En la presente recensión haremos apretados comentarios y paráfrasis de los tres primeros capítulos, aquellos en los que se condensa y concentra la propuesta epistemológica envuelta en la categoría semiosfera. Estos son “El espacio semiótico”; “La noción de frontera” y “Los mecanismos del diálogo”. Los capítulos cuarto y quinto, titulados respectivamente “La semiosfera y el problema de la intriga” y “Los espacios simbólicos”, responden a ensayos metodológicos de aplicación a fenómenos literarios, históricos, geográficos y urbanísticos, así como a los respectivos ajustes teóricos que de esa praxis se desprenden. No los tocaremos aquí. Más bien, cerraremos la reseña con algunas sugestiones filosóficas abiertas por las conclusiones.
Desde la pertinencia de la semiótica, la cultura es un conjunto de sistemas de significación que envuelven nuestras formas de vida. Ese conjunto de sistemas condiciona los diversos procesos de comunicación que, en la vida, se actualizan. Toda cultura es, así, una esfera de significaciones que puede o bien estar en potencia en uno o varios sistemas, o bien estar en acto en determinados procesos. Esa esfera de significaciones (o semiosfera) es el resultado y, al mismo tiempo, la condición del despliegue de la cultura. Energía y dinamismo. Acto y potencia de ser y de no ser. La semiosfera, en términos de Desiderio Blanco, “se presenta, ante todo, como una dinámica topológica que se esfuerza por captar la transformación de las formas semióticas en el curso del intercambio intercultural”.
::::::::::
▸ SOLICITUD DADA 1
Según el fragmento sobre la semiosfera, ¿cómo se titulan los capítulos cuarto y quinto?
▸ SOLICITUD DADA 2
Reescribe solo los registros desde su comienzo hasta la línea que contiene "0, 121, 245, 143", ambas inclusive, sustituyendo "input.png" por "entrada.png" y sin cambiar nada más.

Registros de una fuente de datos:
::::::::::
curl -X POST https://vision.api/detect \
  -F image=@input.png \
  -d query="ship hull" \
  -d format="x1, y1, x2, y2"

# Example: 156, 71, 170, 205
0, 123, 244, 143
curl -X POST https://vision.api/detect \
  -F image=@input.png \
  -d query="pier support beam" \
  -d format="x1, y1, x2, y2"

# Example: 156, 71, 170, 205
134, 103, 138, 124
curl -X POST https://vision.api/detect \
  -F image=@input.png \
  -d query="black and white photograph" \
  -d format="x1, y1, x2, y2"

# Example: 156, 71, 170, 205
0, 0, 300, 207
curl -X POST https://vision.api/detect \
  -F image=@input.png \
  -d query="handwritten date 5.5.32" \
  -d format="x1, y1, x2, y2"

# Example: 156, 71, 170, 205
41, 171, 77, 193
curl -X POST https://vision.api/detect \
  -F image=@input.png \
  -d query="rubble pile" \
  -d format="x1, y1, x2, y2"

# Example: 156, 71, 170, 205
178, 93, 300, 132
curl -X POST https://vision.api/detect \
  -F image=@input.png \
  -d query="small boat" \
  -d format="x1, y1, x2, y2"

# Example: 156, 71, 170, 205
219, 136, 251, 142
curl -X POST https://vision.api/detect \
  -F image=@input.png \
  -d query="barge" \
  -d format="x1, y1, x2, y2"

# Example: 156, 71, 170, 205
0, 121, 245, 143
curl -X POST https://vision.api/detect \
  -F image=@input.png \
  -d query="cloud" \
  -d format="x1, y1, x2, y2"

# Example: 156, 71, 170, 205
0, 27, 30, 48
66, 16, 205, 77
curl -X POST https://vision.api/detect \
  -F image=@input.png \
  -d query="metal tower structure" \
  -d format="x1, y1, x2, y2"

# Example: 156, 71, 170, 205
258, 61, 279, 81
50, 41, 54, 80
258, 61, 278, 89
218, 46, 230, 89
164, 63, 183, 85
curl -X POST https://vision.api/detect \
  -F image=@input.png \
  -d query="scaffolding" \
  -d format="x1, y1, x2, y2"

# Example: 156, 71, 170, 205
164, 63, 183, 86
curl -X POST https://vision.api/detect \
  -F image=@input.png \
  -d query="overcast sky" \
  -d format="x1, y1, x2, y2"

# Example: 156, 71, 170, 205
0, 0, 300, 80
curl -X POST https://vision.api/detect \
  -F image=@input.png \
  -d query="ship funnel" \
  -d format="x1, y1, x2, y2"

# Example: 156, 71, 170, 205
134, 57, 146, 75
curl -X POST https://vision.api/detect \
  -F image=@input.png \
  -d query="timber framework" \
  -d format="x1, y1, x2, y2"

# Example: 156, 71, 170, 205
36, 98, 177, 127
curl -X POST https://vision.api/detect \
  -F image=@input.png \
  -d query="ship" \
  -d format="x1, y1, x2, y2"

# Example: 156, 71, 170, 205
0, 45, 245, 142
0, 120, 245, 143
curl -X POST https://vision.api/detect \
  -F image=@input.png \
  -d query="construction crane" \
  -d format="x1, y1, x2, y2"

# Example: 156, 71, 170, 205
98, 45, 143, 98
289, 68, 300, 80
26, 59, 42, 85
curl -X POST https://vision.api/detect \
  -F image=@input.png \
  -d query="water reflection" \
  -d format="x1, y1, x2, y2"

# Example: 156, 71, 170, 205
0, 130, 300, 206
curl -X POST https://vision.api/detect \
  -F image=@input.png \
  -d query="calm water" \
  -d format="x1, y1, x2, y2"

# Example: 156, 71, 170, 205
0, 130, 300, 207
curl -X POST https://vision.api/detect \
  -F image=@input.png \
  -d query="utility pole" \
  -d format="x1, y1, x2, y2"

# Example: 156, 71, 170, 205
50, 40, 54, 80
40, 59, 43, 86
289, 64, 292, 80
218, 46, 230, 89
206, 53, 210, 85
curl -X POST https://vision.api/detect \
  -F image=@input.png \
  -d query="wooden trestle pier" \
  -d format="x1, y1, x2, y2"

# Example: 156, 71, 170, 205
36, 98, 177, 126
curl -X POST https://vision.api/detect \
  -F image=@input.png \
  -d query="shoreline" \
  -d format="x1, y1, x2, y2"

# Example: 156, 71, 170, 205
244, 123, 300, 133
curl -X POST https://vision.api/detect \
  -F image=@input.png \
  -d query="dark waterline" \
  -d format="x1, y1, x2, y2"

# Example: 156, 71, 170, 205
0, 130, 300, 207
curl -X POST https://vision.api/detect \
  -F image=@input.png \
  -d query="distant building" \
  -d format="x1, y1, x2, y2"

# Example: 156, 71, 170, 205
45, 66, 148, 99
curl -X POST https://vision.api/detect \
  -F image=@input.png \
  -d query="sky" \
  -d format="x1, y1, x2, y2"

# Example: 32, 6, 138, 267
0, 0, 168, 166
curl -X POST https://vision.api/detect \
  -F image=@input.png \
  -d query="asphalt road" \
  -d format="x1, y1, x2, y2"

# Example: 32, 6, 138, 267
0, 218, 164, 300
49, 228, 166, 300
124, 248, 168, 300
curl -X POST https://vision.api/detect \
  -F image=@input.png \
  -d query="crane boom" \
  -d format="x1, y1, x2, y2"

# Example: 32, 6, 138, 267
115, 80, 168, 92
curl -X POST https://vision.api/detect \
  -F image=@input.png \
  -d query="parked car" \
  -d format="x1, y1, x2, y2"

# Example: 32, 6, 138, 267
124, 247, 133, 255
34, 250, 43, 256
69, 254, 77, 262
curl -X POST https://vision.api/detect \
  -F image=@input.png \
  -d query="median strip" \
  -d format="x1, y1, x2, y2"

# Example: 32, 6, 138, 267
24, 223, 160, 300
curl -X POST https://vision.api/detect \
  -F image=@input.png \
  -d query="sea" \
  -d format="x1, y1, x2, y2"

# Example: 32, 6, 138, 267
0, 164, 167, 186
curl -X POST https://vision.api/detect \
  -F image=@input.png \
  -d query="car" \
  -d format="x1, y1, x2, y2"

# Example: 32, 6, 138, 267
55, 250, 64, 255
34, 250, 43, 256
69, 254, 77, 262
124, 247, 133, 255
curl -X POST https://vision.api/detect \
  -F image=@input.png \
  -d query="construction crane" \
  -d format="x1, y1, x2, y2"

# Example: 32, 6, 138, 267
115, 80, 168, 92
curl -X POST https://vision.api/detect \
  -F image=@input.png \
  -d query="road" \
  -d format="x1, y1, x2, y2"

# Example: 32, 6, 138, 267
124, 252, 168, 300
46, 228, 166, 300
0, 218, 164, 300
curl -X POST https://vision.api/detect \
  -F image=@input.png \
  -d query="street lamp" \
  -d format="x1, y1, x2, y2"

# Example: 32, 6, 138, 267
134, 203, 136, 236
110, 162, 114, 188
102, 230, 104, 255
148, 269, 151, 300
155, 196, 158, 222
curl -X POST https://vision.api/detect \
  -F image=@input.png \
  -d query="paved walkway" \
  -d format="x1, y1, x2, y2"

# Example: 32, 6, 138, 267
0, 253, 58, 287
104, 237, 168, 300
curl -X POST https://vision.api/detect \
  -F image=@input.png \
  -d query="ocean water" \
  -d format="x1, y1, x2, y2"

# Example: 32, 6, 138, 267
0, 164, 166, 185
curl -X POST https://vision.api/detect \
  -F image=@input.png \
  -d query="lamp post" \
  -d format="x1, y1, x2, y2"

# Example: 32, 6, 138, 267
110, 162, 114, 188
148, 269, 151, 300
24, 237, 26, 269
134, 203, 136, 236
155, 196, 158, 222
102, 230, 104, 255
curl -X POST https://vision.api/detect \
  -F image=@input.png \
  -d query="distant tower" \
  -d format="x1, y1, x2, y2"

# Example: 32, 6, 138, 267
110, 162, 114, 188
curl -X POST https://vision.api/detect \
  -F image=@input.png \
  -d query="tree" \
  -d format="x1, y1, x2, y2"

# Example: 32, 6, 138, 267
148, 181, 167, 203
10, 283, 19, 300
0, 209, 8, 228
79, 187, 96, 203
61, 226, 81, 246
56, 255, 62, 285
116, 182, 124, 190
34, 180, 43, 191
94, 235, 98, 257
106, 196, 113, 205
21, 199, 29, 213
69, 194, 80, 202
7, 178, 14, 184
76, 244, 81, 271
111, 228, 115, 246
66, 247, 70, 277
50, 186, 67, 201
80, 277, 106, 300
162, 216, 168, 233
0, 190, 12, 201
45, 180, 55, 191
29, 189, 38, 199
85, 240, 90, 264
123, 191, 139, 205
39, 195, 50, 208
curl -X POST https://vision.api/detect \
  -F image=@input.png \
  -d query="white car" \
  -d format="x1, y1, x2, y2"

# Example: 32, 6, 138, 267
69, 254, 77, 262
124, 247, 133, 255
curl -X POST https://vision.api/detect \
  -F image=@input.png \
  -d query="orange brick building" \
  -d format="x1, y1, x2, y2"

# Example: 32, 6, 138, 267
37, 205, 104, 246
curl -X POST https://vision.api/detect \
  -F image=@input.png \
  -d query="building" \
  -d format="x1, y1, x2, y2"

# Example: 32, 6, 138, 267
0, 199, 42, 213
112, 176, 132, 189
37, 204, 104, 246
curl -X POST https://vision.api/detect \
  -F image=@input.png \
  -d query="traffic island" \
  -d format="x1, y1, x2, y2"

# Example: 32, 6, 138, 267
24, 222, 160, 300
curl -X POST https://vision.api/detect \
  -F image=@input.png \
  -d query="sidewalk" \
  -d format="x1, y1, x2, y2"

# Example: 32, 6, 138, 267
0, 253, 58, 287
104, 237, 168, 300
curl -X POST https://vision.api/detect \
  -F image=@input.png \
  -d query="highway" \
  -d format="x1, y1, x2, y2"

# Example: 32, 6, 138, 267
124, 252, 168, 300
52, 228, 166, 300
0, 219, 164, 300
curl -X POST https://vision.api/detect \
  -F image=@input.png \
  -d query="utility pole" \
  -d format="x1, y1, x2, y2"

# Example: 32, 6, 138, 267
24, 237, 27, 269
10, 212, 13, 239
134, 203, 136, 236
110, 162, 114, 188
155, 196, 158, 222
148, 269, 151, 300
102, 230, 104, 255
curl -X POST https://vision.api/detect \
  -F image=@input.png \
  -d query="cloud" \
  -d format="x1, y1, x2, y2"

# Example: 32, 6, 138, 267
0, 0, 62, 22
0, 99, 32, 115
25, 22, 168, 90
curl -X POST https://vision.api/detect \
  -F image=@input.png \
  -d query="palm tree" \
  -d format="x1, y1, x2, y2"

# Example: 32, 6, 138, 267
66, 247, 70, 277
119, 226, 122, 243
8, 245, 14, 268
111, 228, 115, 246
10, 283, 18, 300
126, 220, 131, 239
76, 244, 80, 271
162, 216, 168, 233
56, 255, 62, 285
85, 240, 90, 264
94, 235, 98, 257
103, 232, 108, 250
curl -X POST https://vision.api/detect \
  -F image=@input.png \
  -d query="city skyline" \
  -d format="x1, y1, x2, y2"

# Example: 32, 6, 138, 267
::::::::::
▸ RESPUESTA COMPLETA 1
"La semiosfera y el problema de la intriga" y "Los espacios simbólicos".

▸ RESPUESTA COMPLETA 2
curl -X POST https://vision.api/detect \
  -F image=@entrada.png \
  -d query="ship hull" \
  -d format="x1, y1, x2, y2"

# Example: 156, 71, 170, 205
0, 123, 244, 143
curl -X POST https://vision.api/detect \
  -F image=@entrada.png \
  -d query="pier support beam" \
  -d format="x1, y1, x2, y2"

# Example: 156, 71, 170, 205
134, 103, 138, 124
curl -X POST https://vision.api/detect \
  -F image=@entrada.png \
  -d query="black and white photograph" \
  -d format="x1, y1, x2, y2"

# Example: 156, 71, 170, 205
0, 0, 300, 207
curl -X POST https://vision.api/detect \
  -F image=@entrada.png \
  -d query="handwritten date 5.5.32" \
  -d format="x1, y1, x2, y2"

# Example: 156, 71, 170, 205
41, 171, 77, 193
curl -X POST https://vision.api/detect \
  -F image=@entrada.png \
  -d query="rubble pile" \
  -d format="x1, y1, x2, y2"

# Example: 156, 71, 170, 205
178, 93, 300, 132
curl -X POST https://vision.api/detect \
  -F image=@entrada.png \
  -d query="small boat" \
  -d format="x1, y1, x2, y2"

# Example: 156, 71, 170, 205
219, 136, 251, 142
curl -X POST https://vision.api/detect \
  -F image=@entrada.png \
  -d query="barge" \
  -d format="x1, y1, x2, y2"

# Example: 156, 71, 170, 205
0, 121, 245, 143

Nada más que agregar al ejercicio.